*Problem to solve*. Arrange all of the data below as a two-column CSV with the header row instruction,answer, giving one row per instruction alongside its answer. Enclose every field in double quotes and replace any line breaks with spaces.

■ ■ ■

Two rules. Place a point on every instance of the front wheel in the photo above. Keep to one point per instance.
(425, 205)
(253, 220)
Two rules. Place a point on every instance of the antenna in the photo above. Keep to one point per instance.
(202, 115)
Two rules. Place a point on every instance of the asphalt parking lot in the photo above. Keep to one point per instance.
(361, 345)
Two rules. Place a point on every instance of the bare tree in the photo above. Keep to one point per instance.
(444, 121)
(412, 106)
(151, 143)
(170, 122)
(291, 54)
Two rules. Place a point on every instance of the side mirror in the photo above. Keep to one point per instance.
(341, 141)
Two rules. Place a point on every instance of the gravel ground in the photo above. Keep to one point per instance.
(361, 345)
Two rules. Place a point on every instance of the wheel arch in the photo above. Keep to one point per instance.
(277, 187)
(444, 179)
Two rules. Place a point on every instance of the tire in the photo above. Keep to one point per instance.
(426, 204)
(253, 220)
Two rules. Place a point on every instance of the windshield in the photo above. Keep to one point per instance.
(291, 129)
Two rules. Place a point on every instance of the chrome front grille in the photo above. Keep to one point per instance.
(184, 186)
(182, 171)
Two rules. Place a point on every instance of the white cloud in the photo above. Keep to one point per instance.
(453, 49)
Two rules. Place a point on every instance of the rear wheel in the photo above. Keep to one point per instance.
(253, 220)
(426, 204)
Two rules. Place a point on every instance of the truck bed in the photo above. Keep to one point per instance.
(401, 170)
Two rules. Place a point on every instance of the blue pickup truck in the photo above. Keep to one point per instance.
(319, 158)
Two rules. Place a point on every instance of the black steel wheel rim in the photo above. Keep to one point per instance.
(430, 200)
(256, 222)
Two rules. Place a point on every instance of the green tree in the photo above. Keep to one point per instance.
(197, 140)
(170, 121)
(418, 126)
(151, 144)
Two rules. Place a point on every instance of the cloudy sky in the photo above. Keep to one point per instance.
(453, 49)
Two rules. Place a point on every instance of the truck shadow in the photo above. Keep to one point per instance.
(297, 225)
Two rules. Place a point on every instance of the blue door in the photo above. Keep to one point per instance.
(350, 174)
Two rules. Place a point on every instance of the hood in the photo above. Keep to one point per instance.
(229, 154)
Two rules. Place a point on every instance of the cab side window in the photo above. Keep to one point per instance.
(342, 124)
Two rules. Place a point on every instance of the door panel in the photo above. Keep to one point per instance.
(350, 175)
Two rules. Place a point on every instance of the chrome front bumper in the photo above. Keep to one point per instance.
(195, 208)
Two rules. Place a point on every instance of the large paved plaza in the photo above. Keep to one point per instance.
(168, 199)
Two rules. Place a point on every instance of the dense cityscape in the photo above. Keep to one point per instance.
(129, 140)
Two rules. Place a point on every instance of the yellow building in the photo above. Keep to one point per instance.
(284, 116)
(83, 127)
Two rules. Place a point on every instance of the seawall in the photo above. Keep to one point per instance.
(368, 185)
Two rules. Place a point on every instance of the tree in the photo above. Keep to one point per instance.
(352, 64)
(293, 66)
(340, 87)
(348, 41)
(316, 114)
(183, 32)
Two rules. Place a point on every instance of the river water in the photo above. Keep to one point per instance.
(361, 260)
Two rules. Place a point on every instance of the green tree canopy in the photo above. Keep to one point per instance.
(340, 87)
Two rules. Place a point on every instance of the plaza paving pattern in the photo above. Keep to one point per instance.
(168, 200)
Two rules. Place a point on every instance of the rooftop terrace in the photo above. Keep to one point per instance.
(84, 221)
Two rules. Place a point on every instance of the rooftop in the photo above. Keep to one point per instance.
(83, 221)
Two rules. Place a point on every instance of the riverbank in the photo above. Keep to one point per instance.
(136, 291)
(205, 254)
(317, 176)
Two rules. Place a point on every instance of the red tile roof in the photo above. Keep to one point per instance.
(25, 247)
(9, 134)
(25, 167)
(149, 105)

■ ■ ■

*Answer for this exercise*.
instruction,answer
"Two rules. Place a point on every instance of the front wheel in the photo above. Keep to one point per instance.","(425, 205) (253, 220)"
"Two rules. Place a point on every instance of the antenna in the photo above. Keep to one point per instance.","(202, 115)"
"Two rules. Place a point on every instance of the asphalt parking lot in the photo above. Keep to one point per instance.","(361, 345)"
"Two rules. Place a point on every instance of the bare tree in the photo above. Keep to one point per instance.","(444, 121) (412, 106) (151, 143) (170, 122) (291, 54)"
"Two rules. Place a point on every instance of the side mirror in the photo above. Keep to one point per instance.","(341, 141)"
"Two rules. Place a point on every instance of the gravel ground in the photo above. Keep to one point per instance.","(361, 345)"
"Two rules. Place a point on every instance of the wheel arch in the photo above. Keep to one point per instance.","(277, 187) (444, 179)"
"Two rules. Place a point on every instance of the tire in the photo above. Keep to one point per instance.","(426, 204) (253, 220)"
"Two rules. Place a point on every instance of the windshield in the photo above. Keep to one point per instance.","(291, 129)"
"Two rules. Place a point on every instance of the chrome front grille in the photo above. Keep to one point per instance.","(184, 186) (182, 171)"
"Two rules. Place a point on every instance of the white cloud in the photo above. Keep to one point per instance.","(453, 49)"
"Two rules. Place a point on every instance of the rear wheel in the photo above. Keep to one point per instance.","(253, 220) (426, 204)"
"Two rules. Place a point on every instance of the truck bed in the photo above. Keep to one point per instance.","(401, 170)"
"Two rules. Place a point on every instance of the blue pickup truck in the photo above. Keep to one point per instance.","(319, 158)"
"Two rules. Place a point on every instance of the black steel wheel rim in the photo above. Keep to one point per instance.","(430, 200) (256, 222)"
"Two rules. Place a point on every instance of the green tree in the photo above. Keep to one point per instance.","(197, 140) (170, 121) (418, 126) (151, 144)"
"Two rules. Place a point on every instance of the cloudy sky in the photo above. Keep to one point per instance.","(453, 49)"
"Two rules. Place a point on every instance of the truck shadow in the photo above. Keep to one point per instance.","(297, 225)"
"Two rules. Place a point on every instance of the blue door in the photo above. Keep to one point per instance.","(350, 174)"
"Two rules. Place a point on every instance of the hood in the photo above. Keep to one point per instance.","(229, 154)"
"Two rules. Place a point on every instance of the cab side window in the photo above. Keep to one point per instance.","(342, 124)"
"Two rules. Place a point on every instance of the door panel in the photo above. Keep to one point per instance.","(350, 175)"
"Two rules. Place a point on every instance of the chrome front bumper in the photo above. Keep to one point per instance.","(195, 208)"
"Two rules. Place a point on every instance of the large paved plaza in the photo above. Keep to one point per instance.","(168, 199)"
"Two rules. Place a point on every instance of the dense cityscape in the photo above. Keep to one point per instance.","(129, 140)"
"Two rules. Place a point on every instance of the yellow building in the photo above. Keep to one point per instance.","(284, 116) (83, 127)"
"Two rules. Place a point on every instance of the seawall in the photo above. Keep to one point per instance.","(368, 185)"
"Two rules. Place a point on every instance of the tree in the photo above. Keep to one point per instance.","(352, 64) (293, 66) (340, 87) (348, 41) (316, 114) (183, 32)"
"Two rules. Place a point on every instance of the river water in the photo above. Keep to one point per instance.","(361, 260)"
"Two rules. Place a point on every instance of the green tree canopy in the photo above. Keep to one point per instance.","(340, 87)"
"Two rules. Place a point on every instance of the plaza paving pattern in the photo above. Keep to one point per instance.","(168, 200)"
"Two rules. Place a point on every instance of the rooftop terrace in the photo above. Keep to one point per instance.","(84, 221)"
"Two rules. Place a point on every instance of the rooftop in the photo above. Keep to one point per instance.","(83, 221)"
"Two rules. Place a point on every instance of the riverbank in the photo above. Keep to one point per instance.","(136, 291) (205, 254) (317, 176)"
"Two rules. Place a point on every instance of the red tile roof in the photo above. Keep to one point per instance.","(25, 247) (9, 134) (25, 167) (149, 105)"